◆ Problem to work on ◆
With the images removed, repeat the data below exactly.

(Items from a dataset)
++++++++

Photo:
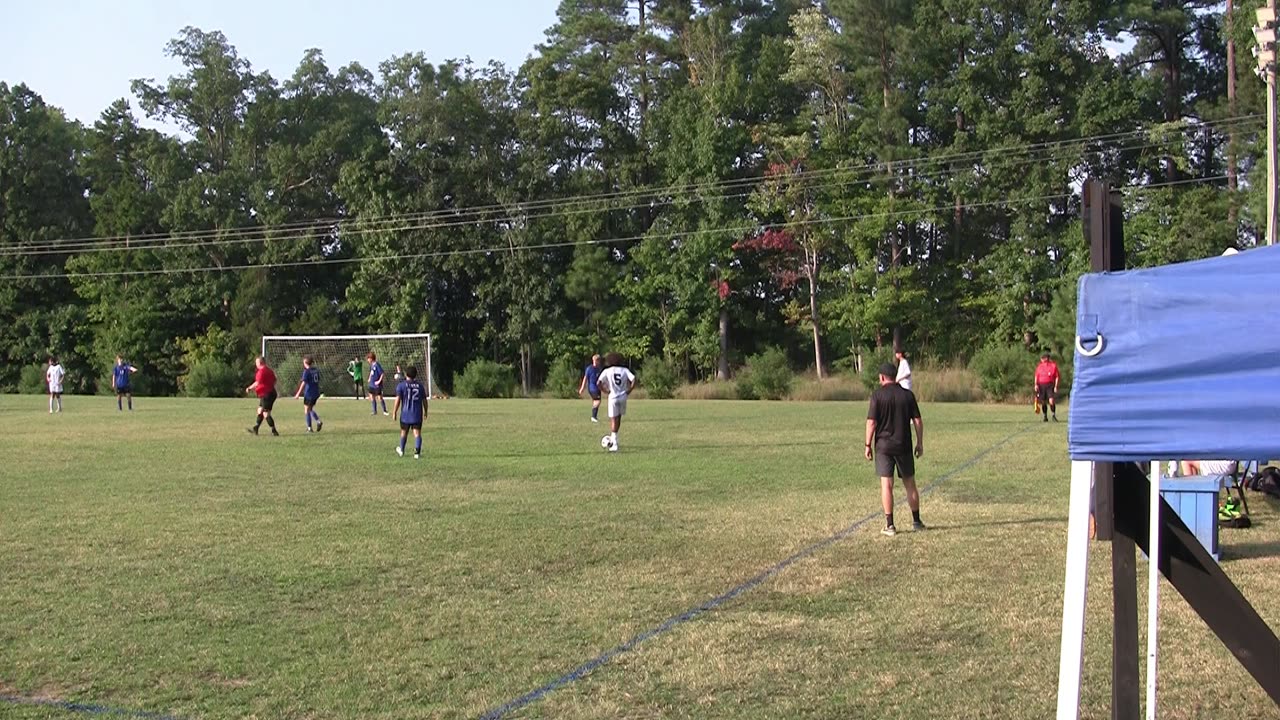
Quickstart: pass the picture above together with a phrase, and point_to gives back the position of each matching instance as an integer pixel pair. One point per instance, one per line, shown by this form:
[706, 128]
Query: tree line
[686, 180]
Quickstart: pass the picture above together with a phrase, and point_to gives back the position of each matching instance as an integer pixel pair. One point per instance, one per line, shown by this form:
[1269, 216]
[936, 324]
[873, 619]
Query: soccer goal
[333, 355]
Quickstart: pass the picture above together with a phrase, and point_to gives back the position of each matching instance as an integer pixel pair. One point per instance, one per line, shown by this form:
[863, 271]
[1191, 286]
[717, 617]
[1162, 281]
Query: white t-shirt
[904, 374]
[618, 381]
[54, 374]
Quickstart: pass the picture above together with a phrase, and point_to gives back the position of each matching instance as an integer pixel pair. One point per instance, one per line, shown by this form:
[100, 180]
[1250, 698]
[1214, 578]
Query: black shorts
[886, 461]
[268, 402]
[1045, 393]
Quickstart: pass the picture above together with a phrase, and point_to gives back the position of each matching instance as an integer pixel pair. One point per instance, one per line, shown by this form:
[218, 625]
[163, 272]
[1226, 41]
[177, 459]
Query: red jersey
[1046, 373]
[265, 379]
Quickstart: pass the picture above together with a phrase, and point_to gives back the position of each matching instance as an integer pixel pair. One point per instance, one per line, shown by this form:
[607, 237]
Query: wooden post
[1104, 228]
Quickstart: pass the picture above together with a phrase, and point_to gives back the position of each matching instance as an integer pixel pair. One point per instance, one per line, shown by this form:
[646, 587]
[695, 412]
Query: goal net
[333, 356]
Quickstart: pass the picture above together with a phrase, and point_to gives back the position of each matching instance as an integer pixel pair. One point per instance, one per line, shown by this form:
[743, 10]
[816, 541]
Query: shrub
[211, 378]
[659, 377]
[484, 378]
[1004, 370]
[766, 376]
[946, 383]
[712, 390]
[871, 367]
[32, 379]
[837, 387]
[562, 379]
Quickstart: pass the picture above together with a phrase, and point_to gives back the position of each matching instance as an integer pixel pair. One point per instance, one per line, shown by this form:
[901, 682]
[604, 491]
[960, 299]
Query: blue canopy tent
[1179, 361]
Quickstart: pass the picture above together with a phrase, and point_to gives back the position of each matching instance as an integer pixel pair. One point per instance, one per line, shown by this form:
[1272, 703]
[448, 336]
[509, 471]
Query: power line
[917, 212]
[379, 226]
[576, 204]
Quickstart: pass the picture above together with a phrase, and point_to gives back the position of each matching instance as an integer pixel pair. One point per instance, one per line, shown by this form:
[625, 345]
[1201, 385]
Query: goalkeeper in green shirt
[356, 369]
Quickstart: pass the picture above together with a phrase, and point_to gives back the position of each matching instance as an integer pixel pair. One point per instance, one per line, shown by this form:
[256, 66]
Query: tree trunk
[722, 368]
[1232, 181]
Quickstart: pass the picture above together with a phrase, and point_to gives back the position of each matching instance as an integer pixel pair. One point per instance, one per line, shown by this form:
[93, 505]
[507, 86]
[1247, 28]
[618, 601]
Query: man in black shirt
[888, 431]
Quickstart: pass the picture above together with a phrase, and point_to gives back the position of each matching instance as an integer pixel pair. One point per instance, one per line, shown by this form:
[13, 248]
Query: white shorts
[617, 406]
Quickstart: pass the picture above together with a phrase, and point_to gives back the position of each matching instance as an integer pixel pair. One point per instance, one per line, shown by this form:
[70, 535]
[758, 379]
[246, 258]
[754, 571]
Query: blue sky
[82, 54]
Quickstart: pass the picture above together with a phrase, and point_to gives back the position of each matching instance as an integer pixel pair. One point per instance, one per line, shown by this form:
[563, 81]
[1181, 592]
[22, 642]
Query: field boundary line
[676, 620]
[83, 707]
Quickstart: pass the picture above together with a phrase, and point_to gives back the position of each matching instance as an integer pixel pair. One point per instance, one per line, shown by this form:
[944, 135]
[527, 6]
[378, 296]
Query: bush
[1004, 370]
[837, 387]
[32, 379]
[712, 390]
[871, 367]
[946, 383]
[211, 378]
[485, 378]
[766, 376]
[563, 379]
[659, 377]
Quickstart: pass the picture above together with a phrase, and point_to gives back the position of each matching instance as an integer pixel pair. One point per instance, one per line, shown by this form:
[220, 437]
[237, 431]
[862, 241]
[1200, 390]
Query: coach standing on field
[888, 432]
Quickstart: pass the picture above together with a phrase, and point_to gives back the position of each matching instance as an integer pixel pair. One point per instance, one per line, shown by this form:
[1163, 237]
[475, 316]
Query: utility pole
[1265, 33]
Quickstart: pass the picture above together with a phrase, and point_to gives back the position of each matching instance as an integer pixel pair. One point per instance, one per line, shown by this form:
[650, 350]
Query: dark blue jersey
[412, 397]
[311, 382]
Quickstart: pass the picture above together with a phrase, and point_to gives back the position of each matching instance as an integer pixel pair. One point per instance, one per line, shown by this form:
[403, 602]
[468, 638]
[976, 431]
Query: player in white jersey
[54, 377]
[620, 382]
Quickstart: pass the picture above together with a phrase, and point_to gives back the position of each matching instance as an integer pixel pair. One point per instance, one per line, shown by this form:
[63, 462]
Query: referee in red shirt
[1046, 386]
[264, 384]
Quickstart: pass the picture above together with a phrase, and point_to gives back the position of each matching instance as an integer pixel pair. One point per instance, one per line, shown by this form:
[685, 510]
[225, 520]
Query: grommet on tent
[1079, 347]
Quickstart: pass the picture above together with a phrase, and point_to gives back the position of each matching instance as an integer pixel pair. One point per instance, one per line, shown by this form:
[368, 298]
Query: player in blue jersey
[592, 384]
[375, 382]
[310, 392]
[411, 408]
[120, 382]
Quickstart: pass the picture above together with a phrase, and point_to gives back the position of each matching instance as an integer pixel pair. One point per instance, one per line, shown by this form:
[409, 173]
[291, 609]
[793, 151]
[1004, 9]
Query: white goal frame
[426, 337]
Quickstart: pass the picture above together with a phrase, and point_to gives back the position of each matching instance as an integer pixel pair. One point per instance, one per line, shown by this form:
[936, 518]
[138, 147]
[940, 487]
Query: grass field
[164, 561]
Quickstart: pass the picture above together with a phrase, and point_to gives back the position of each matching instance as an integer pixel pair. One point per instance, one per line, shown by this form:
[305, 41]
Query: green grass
[168, 561]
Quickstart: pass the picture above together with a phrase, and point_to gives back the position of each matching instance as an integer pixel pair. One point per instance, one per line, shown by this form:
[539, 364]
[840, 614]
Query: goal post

++++++++

◆ Written solution ◆
Photo:
Quickstart: pass the picture above together with a phrase, and point_to gives back the position of each matching instance as an integer pixel pair. One point per instance, one per line, shown by this form:
[706, 128]
Query: tree line
[686, 180]
Quickstart: pass the picture above together with a phrase, and point_to gives back the position of each matching instance as an integer pixel pair. One point per instance, one per line, shown by this form:
[1269, 216]
[936, 324]
[873, 619]
Query: soccer goal
[333, 355]
Quickstart: pass the picture above together with a phrase, and point_to gives back the position of each matching instance as an integer pixel pair. One point per instance, one per line, shown by this form:
[863, 271]
[1191, 286]
[717, 617]
[1162, 281]
Query: white t-shirt
[904, 374]
[618, 381]
[54, 374]
Quickstart: pass the picture above together with a phrase, and point_to gives back the position of each matching instance as an integer pixel pair. One point per instance, one per line, shown by this form:
[100, 180]
[1250, 698]
[1214, 578]
Query: black shorts
[886, 461]
[268, 402]
[1045, 393]
Quickstart: pass the picture above together with a phrase, and point_to gives back the position of each matching instance as an integer pixel pair. One point per instance, one per line, shown by this form:
[218, 625]
[163, 272]
[1226, 41]
[177, 459]
Query: red jersey
[1046, 373]
[265, 379]
Quickstart: pass the picture above together with a phrase, and point_to gives back the position of each matching instance as an integer pixel pair. One point per instance, one per line, shown by this form:
[607, 237]
Query: wooden post
[1104, 228]
Quickstart: pass the picture above together with a phrase, and point_to gives back the position of each matching instance as an integer pixel pair. One point per instance, one per line, shown by this form:
[646, 587]
[695, 412]
Query: goal net
[333, 356]
Quickstart: pass the picture above together with a phrase, and point_to gives back the position of each matching instance as an integer pixel pair. One point per instance, one per line, shown by this form:
[743, 10]
[816, 541]
Query: shrub
[211, 378]
[659, 377]
[484, 378]
[1004, 370]
[766, 376]
[946, 383]
[712, 390]
[871, 367]
[32, 379]
[837, 387]
[562, 379]
Quickstart: pass the picture above together with a phrase, and point_to gives back the position of each matching instance as an integer pixel pair. One point per instance, one per line, shown by this form:
[901, 682]
[604, 491]
[960, 299]
Query: blue canopy tent
[1179, 361]
Quickstart: pass the picture above together with a phrase, and point_to gives back the position of each matching instance as an integer pixel pair. One point per instance, one per line, shown by this form:
[1272, 703]
[448, 336]
[509, 471]
Query: power line
[917, 212]
[379, 226]
[576, 204]
Quickstart: pass the picture above together with a phrase, and point_to gives back the position of each matching instance as an integer pixel pair. One point per instance, one per line, shown by this form:
[625, 345]
[1201, 385]
Query: goalkeeper in green shirt
[356, 369]
Quickstart: pass the picture above together with a phrase, and point_to gives back the position of each matching instance as an integer pixel pair. One point per instance, one per line, shown by this form:
[256, 66]
Query: tree trunk
[722, 368]
[1232, 181]
Quickstart: pass the picture above together with a phrase, and point_to gives back the position of each matching instance as an integer pixel pair. One point per instance, one per line, shown by this form:
[93, 505]
[507, 86]
[1247, 28]
[618, 601]
Query: man in black shirt
[888, 431]
Quickstart: pass the picture above together with a phrase, and point_to gives back the position of each matching instance as an integer pixel pair. One point per instance, one per line, shown by this form:
[13, 248]
Query: white shorts
[617, 406]
Quickstart: pass the picture above together with a phrase, and point_to gives back the position of each matching instance as an integer pixel pair. One point per instance, one per line, shown by this form:
[70, 535]
[758, 379]
[246, 258]
[754, 571]
Query: blue sky
[82, 54]
Quickstart: pass the picture above together with a phrase, and point_to gives back the position of each matching instance as an integer pixel pair. One point per instance, one per line, shown by this form:
[563, 81]
[1181, 592]
[22, 642]
Query: field boundary line
[676, 620]
[83, 707]
Quickstart: pass the picture above together with a phrase, and point_to gives back the position of each matching instance as an integer pixel pair. One point per instance, one per line, shown by this form:
[944, 135]
[527, 6]
[378, 296]
Query: bush
[1004, 370]
[837, 387]
[32, 379]
[712, 390]
[871, 367]
[946, 383]
[211, 378]
[485, 378]
[766, 376]
[563, 379]
[659, 377]
Quickstart: pass the picture above together with a phrase, and point_to gives back the position of each matching instance as an integer pixel pair. One point per instance, one per line, shown by this form:
[220, 437]
[237, 431]
[862, 241]
[1200, 390]
Query: coach standing on field
[888, 432]
Quickstart: pass the picture above together with a phrase, and point_to gives back the position of each matching instance as an integer pixel pair. One point per instance, one per line, shown by this form:
[1163, 237]
[475, 316]
Query: utility pole
[1265, 33]
Quickstart: pass the picture above together with a phrase, and point_to gives back the position of each matching instance as an integer pixel pair. One point per instance, one per line, shown by this form:
[650, 350]
Query: dark blue jersey
[412, 397]
[311, 382]
Quickstart: pass the picture above together with a phrase, and point_to gives back the position of each matching instance as an integer pixel pair. One point per instance, one per line, shown by this form:
[403, 602]
[468, 638]
[976, 431]
Query: player in white jersey
[54, 377]
[620, 382]
Quickstart: pass the picture above together with a phrase, and point_to gives back the position of each matching instance as an integer pixel pair. One point per instance, one per line, shown by this form:
[63, 462]
Query: referee in red shirt
[1046, 386]
[264, 384]
Quickstart: pass the picture above together with a phrase, and point_to gives back the position of each matching instance as an integer pixel pair. One point per instance, one per line, shown by this form:
[685, 510]
[225, 520]
Query: grommet on tent
[1079, 347]
Quickstart: pass the picture above together with a phrase, and point_to gives back the position of each matching instance as an integer pixel pair. One point per instance, one per line, shown by this form:
[368, 298]
Query: player in blue jersey
[592, 384]
[375, 382]
[310, 392]
[411, 408]
[120, 382]
Quickstart: pass the picture above together with a phrase, and point_to gives back the position of each matching instance as an integer pixel pair. One point per instance, one per line, shown by this form:
[409, 173]
[291, 609]
[793, 151]
[1004, 9]
Query: white goal frame
[426, 337]
Quickstart: pass the picture above together with a phrase, and point_to gives back the position of each matching instance as an integer pixel pair. One point per instance, one per line, shown by this form:
[936, 518]
[138, 147]
[940, 487]
Query: grass field
[164, 561]
Quickstart: pass the picture above together with a phrase, and point_to gives back the position of each matching instance as an integer pixel pair. One point per instance, one per line, shown by this form:
[305, 41]
Query: green grass
[168, 561]
Quickstart: pass the picture above together with a phrase, and point_to gives back the position of each matching instance as an integer pixel pair. One point per instance, one per line, shown by this form:
[539, 364]
[840, 614]
Query: goal post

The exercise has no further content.